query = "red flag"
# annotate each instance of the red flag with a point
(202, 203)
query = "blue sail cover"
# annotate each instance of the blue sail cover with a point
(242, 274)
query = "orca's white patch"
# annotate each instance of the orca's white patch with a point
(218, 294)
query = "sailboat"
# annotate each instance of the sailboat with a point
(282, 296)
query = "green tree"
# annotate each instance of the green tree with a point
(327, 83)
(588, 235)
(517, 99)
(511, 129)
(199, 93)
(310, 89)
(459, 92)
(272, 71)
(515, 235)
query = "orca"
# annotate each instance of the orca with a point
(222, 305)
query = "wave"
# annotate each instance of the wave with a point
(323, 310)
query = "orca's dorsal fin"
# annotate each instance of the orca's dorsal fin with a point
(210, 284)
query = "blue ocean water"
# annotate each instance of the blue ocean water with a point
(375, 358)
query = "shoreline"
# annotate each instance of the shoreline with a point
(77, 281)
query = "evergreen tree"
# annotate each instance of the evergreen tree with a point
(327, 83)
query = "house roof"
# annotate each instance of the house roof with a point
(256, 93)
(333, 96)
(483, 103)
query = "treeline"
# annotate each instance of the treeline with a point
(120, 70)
::::::::
**What is required:**
Your answer should be the full set of records above, restated exactly.

**Solution for this exercise:**
query = "red flag"
# annotate each instance of the red flag with a point
(202, 203)
query = "blue sail cover"
# annotate each instance of the blue sail cover with a point
(242, 274)
query = "orca's white patch"
# annotate each instance of the orca's white patch with a point
(218, 294)
query = "sailboat"
# annotate each instance of the sailboat with a point
(282, 296)
query = "green tree"
# annotate each instance of the green tree with a point
(327, 83)
(588, 235)
(517, 99)
(511, 129)
(199, 93)
(310, 89)
(459, 92)
(272, 71)
(515, 235)
query = "orca"
# annotate each instance of the orca with a point
(222, 305)
query = "wave"
# annotate each instance of the wave with a point
(323, 310)
query = "orca's dorsal fin"
# annotate each instance of the orca's dorsal fin with a point
(210, 284)
query = "blue ocean water"
# annotate each instance of the blue ocean water with a point
(375, 358)
query = "shoreline"
# annotate each instance of the shoreline with a point
(77, 281)
query = "evergreen tree"
# annotate each instance of the evergreen tree with a point
(327, 83)
query = "house roof"
# annotate each instance of the house roof with a point
(256, 93)
(333, 96)
(483, 103)
query = "treeline"
# annotate each instance of the treeline with a point
(120, 70)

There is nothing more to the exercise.